(INPUT MATERIAL)
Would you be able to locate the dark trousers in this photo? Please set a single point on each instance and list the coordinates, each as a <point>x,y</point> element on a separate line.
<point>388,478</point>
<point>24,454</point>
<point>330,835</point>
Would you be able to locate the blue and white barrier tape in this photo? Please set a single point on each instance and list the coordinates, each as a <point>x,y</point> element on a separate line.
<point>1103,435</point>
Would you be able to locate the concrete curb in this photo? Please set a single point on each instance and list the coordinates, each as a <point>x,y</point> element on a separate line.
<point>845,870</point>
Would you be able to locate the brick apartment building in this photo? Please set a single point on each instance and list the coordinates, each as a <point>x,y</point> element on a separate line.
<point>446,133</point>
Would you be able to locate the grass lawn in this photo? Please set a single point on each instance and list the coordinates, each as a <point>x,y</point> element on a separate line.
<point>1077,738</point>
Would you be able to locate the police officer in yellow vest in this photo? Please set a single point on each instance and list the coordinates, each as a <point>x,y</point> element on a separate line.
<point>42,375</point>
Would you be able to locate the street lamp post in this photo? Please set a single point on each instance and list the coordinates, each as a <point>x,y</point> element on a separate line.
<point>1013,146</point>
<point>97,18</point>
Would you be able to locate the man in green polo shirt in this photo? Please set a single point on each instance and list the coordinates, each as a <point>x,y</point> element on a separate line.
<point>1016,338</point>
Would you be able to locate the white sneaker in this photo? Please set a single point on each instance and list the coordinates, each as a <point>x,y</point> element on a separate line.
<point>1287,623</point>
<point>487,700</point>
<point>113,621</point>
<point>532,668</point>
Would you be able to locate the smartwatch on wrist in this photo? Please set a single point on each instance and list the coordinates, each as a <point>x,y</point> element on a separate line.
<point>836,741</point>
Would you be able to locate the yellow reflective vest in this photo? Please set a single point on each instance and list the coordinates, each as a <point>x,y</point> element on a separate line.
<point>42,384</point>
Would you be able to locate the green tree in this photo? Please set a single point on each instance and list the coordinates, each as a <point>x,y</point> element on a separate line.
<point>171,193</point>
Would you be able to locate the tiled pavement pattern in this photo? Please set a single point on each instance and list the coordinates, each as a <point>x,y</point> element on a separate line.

(WRITTEN TASK) Arrange every line of the items above as a numbered list, leaving out any blank lines.

(SOLUTION FOR THIS TASK)
1. Would you be able to locate the dark trousers in this photo? Please set a single point on each instance and list the coordinates, each as a <point>x,y</point> element on a separate line.
2. <point>388,478</point>
3. <point>24,454</point>
4. <point>330,835</point>
5. Would you be able to locate the blue and white barrier tape in this photo? Please set a single point on each instance and list the coordinates, each as a <point>x,y</point> element on a separate line.
6. <point>1103,435</point>
7. Would you be able to locate the concrete curb in this photo? Please set a single point on each instance and list the coordinates, each as a <point>x,y</point> element on a separate line.
8. <point>845,870</point>
9. Would you be able to locate the brick apartment building in this photo? Please set a single point on each instance and list the coordinates, each as a <point>x,y</point> element on a separate line.
10. <point>446,133</point>
11. Would you be able to locate the grass lawn in this photo? Please set a single point on each instance and list the coordinates, each as a <point>x,y</point> element on a separate line.
12. <point>1077,738</point>
13. Would you be able to locate the police officer in yellow vest in this photo? Please set a single point on each instance and list the coordinates, each as a <point>x,y</point> element on a separate line.
14. <point>42,375</point>
15. Would you be able to locate the street lamp post in this photo? Please set a single point on each instance and list the coordinates, each as a <point>x,y</point> element on a separate line.
16. <point>1013,146</point>
17. <point>97,18</point>
18. Would you be able to locate the man in green polo shirt in this photo? Please set a single point on each instance and list the coordinates, each as a <point>x,y</point> element on a separate line.
19. <point>1016,338</point>
20. Would you be able to locate the white sneaker in this photo? Please set a single point on each instance and list the coordinates, each as a <point>x,y</point> element on a separate line.
21. <point>1287,623</point>
22. <point>487,700</point>
23. <point>113,621</point>
24. <point>532,668</point>
25. Would you be able to locate the smartwatch on wrist in this photo? Please set a single point on each instance and list the coordinates, each as a <point>x,y</point> element on a separate line.
26. <point>836,741</point>
27. Would you be able to locate the yellow reflective vest in this photo? Please set a single point on each instance and list the coordinates, each as a <point>x,y</point> element on a separate line.
28. <point>42,384</point>
29. Would you be able to locate the green tree in this photo? Please set a single point on each instance and list the coordinates, each as a <point>x,y</point> element on a separate line.
30. <point>171,193</point>
31. Would you be able to locate the tiled pavement pattern in this photo? Please set a single point on each instance and list the coordinates, each as a <point>x,y</point> element on a separate line.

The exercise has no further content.